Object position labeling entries

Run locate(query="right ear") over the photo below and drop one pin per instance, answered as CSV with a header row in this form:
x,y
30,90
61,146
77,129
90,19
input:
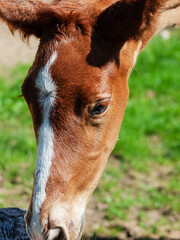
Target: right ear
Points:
x,y
126,19
28,16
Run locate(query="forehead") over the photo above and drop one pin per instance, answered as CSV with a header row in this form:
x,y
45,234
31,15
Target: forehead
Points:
x,y
72,70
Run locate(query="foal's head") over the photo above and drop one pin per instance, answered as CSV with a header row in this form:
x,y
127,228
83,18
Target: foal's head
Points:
x,y
77,92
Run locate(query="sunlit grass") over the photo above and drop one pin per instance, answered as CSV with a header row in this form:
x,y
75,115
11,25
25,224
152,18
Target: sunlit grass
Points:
x,y
143,179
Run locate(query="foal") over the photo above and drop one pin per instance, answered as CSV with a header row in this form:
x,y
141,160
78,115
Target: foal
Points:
x,y
77,91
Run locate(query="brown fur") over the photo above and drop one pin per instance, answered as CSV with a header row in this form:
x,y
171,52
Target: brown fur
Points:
x,y
97,43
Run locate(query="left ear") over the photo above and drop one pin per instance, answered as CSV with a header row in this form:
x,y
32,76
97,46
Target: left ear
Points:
x,y
125,19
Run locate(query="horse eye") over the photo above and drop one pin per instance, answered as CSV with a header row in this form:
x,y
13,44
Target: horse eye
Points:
x,y
98,108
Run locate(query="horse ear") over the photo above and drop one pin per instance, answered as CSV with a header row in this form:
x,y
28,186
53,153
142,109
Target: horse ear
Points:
x,y
28,16
125,19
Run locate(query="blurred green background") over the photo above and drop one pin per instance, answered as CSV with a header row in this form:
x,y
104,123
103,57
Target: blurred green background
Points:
x,y
139,193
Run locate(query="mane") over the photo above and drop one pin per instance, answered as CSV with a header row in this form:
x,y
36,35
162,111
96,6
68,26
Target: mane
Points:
x,y
53,20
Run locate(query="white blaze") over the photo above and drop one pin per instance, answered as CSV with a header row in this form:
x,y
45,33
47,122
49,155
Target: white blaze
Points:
x,y
47,94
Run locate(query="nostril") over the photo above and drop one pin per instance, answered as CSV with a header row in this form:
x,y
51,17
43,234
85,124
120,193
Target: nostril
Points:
x,y
56,234
61,235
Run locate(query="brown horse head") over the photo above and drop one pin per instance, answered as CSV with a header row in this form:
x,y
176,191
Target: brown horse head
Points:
x,y
76,90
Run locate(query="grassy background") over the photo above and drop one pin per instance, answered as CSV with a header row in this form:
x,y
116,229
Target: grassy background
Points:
x,y
140,188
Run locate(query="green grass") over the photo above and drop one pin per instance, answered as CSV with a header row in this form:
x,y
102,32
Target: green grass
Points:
x,y
146,175
141,184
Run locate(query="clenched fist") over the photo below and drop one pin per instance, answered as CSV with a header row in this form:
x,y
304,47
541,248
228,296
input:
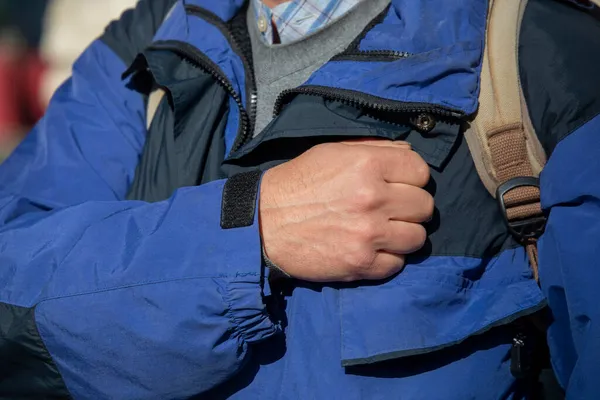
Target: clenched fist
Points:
x,y
345,211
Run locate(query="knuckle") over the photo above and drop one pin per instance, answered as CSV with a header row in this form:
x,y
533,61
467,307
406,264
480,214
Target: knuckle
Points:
x,y
418,236
366,162
428,205
366,198
420,169
359,261
368,231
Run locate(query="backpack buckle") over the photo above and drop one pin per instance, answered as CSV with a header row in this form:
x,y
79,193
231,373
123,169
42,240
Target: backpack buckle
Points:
x,y
527,229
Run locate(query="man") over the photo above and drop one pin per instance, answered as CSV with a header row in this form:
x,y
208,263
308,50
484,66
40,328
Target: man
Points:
x,y
144,255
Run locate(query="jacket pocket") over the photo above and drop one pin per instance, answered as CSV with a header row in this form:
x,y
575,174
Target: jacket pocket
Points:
x,y
434,304
311,120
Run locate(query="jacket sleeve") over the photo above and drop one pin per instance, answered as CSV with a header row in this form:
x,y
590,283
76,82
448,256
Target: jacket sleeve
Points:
x,y
102,298
570,259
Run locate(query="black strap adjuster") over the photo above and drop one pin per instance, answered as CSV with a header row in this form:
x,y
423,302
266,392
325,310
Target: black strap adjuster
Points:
x,y
523,230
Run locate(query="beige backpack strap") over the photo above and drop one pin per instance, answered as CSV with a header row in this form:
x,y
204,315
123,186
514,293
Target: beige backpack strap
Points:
x,y
506,151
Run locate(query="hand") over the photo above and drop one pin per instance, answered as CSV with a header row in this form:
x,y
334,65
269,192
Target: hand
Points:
x,y
345,211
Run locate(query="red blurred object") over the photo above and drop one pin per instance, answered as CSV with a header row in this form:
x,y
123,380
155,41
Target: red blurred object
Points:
x,y
21,75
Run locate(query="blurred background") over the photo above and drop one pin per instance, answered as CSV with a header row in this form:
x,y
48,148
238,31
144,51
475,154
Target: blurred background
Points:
x,y
39,40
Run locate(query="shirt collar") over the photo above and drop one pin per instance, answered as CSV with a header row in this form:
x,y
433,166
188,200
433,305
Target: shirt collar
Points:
x,y
296,19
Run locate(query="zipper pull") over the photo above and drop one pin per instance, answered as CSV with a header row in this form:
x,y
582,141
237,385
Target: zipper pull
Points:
x,y
521,353
425,122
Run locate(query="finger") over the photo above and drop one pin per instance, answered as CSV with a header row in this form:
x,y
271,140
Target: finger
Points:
x,y
385,265
378,143
408,203
402,166
402,237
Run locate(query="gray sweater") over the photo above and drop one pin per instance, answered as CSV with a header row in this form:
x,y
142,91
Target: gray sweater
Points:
x,y
281,67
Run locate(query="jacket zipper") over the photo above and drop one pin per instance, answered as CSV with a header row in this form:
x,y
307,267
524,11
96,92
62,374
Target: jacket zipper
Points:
x,y
422,115
372,55
189,52
247,117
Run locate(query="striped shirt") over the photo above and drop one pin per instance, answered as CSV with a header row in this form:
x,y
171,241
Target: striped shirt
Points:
x,y
296,19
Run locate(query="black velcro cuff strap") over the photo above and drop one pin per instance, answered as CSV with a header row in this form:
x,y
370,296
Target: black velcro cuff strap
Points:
x,y
238,206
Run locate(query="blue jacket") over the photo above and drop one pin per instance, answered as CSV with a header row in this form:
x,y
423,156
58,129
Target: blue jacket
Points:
x,y
117,280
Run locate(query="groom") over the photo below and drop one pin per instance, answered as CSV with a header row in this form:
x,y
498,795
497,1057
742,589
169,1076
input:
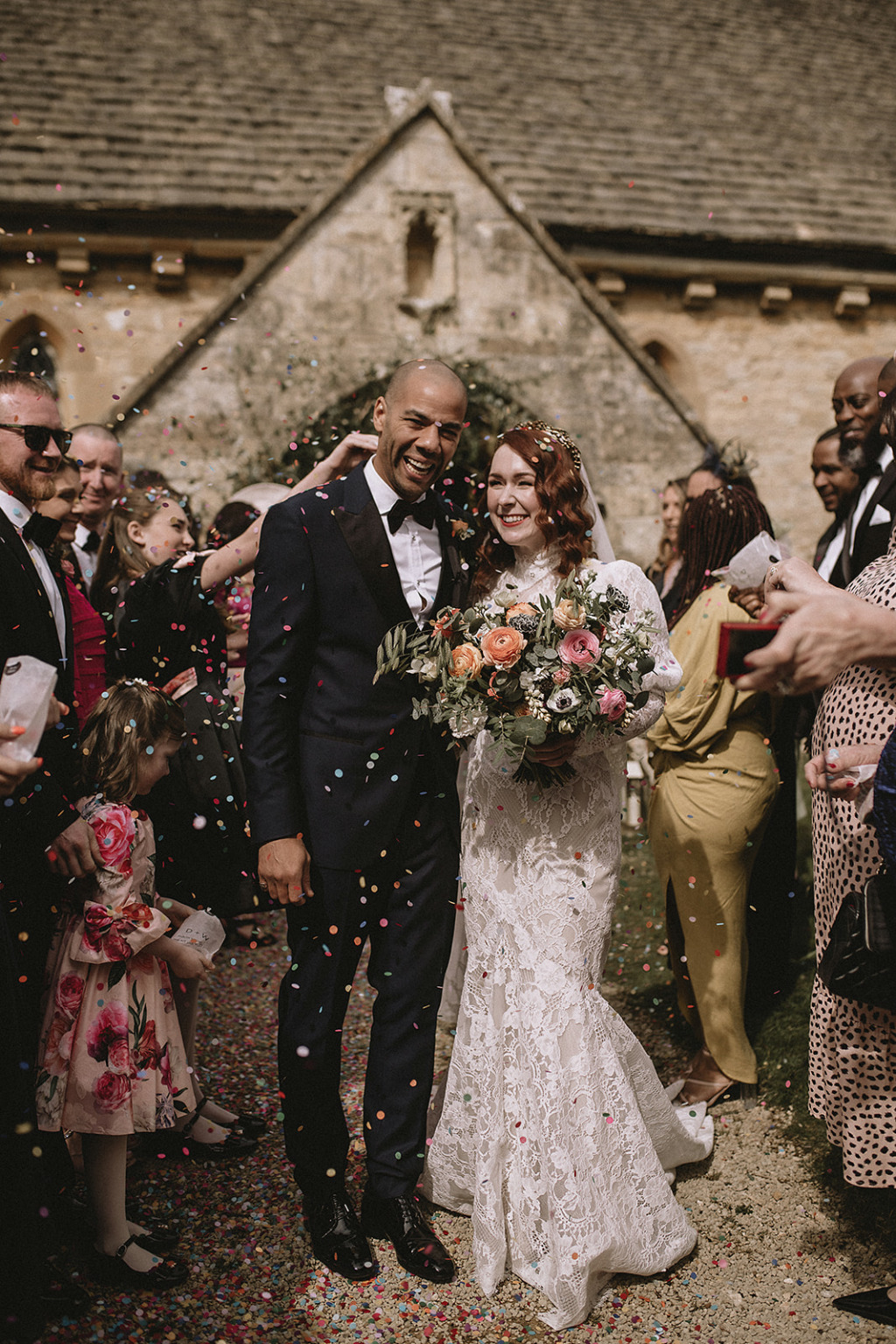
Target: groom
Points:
x,y
354,805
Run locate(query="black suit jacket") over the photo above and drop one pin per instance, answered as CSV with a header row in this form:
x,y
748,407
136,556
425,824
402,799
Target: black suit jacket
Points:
x,y
42,805
328,752
871,541
823,542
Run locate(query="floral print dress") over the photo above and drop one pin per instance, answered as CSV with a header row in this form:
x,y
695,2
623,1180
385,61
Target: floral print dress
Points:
x,y
112,1058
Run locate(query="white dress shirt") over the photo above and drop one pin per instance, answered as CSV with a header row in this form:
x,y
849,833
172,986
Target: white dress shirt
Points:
x,y
835,550
416,549
87,559
19,515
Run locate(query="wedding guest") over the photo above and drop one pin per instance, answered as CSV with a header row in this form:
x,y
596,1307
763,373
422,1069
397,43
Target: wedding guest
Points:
x,y
43,842
100,461
103,1070
850,1081
665,567
88,626
717,785
560,1198
836,484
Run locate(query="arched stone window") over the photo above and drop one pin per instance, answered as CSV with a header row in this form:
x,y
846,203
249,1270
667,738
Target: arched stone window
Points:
x,y
32,353
426,222
421,256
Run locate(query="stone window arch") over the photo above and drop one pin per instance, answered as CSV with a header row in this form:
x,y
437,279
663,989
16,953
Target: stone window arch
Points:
x,y
30,350
426,226
419,248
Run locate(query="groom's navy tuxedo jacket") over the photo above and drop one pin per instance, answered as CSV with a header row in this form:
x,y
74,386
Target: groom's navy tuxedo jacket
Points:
x,y
328,752
27,626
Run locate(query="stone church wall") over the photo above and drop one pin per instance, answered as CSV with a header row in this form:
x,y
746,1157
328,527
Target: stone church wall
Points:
x,y
338,306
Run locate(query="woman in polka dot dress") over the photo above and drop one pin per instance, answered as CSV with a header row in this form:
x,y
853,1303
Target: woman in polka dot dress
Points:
x,y
852,1046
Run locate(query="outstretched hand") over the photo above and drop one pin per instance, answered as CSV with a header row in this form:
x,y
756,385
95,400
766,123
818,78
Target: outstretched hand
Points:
x,y
285,870
75,851
822,631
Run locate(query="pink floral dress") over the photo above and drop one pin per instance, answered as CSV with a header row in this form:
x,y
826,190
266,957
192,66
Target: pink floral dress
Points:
x,y
112,1058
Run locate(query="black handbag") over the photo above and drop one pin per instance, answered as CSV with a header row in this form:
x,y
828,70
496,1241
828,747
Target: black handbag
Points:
x,y
860,958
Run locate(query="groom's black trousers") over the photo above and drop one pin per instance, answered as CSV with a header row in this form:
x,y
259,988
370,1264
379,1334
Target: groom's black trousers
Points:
x,y
404,902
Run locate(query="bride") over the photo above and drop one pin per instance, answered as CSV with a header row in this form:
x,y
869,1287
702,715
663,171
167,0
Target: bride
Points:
x,y
556,1136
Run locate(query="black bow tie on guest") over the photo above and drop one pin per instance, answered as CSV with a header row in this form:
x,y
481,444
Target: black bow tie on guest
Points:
x,y
422,509
40,529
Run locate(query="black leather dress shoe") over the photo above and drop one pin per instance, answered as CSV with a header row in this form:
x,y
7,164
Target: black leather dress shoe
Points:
x,y
873,1306
402,1222
338,1238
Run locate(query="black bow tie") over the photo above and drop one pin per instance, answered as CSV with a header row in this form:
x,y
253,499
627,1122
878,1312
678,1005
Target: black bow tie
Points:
x,y
40,529
422,509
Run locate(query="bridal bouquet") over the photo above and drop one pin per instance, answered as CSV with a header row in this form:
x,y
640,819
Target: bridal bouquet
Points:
x,y
570,667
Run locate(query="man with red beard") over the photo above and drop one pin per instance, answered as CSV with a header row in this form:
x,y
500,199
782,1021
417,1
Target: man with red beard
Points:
x,y
43,842
858,401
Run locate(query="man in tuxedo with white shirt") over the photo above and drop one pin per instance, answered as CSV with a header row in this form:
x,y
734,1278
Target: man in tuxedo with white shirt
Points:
x,y
836,486
100,461
354,804
858,401
43,840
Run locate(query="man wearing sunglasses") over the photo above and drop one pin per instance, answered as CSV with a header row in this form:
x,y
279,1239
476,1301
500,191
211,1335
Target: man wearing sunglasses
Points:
x,y
43,840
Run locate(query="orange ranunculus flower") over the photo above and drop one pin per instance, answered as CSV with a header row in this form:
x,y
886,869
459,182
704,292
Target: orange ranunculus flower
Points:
x,y
570,614
501,648
466,660
444,624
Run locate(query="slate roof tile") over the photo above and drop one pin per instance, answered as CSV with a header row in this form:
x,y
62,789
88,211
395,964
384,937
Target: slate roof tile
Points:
x,y
785,107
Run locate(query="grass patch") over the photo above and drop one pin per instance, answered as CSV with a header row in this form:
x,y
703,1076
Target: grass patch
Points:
x,y
640,985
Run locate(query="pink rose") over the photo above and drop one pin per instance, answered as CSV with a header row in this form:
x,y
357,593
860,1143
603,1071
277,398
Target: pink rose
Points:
x,y
501,648
579,648
70,990
150,1050
612,704
109,1026
112,1092
120,1060
97,925
164,1068
116,948
115,832
57,1051
466,660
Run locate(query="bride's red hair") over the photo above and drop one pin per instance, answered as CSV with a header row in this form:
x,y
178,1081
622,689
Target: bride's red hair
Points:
x,y
564,519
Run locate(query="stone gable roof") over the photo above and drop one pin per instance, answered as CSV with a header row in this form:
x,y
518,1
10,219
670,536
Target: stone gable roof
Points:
x,y
746,122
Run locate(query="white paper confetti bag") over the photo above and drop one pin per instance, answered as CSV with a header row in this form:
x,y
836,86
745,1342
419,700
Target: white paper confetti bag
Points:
x,y
24,697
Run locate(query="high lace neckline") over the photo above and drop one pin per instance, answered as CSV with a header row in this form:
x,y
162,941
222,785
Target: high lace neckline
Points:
x,y
531,567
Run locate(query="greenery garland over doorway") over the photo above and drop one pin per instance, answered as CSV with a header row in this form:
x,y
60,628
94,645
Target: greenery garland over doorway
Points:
x,y
491,409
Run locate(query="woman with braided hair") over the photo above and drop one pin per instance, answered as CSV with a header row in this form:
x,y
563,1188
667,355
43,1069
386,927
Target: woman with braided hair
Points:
x,y
556,1135
717,785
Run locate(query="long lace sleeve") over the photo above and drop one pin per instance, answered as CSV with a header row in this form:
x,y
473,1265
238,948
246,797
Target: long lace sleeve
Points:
x,y
117,924
644,601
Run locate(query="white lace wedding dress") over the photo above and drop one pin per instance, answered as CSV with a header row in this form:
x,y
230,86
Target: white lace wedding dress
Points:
x,y
556,1135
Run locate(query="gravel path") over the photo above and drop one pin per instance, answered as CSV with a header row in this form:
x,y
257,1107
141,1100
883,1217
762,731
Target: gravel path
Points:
x,y
768,1260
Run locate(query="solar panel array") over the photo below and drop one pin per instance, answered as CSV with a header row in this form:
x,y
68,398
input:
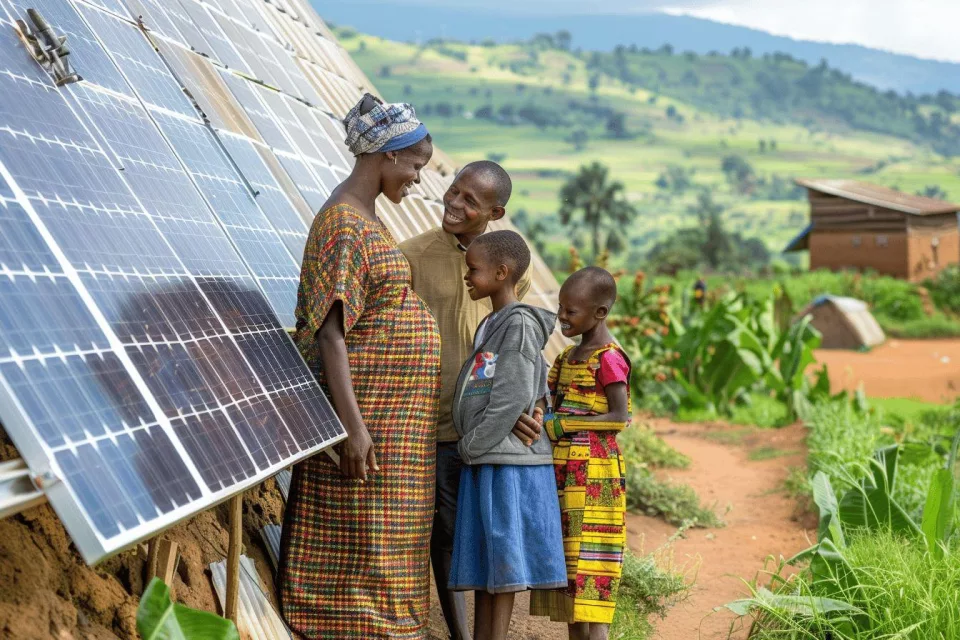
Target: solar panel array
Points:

[SHORT TASK]:
Find every line of the listing above that contains the string "beige", and copy each of those lines.

[EXERCISE RESPONSE]:
Run locate(query="beige backpack strap") over the photo above and drop one pin per instance, answered as CSV with a header row in this form:
Target: beige backpack strap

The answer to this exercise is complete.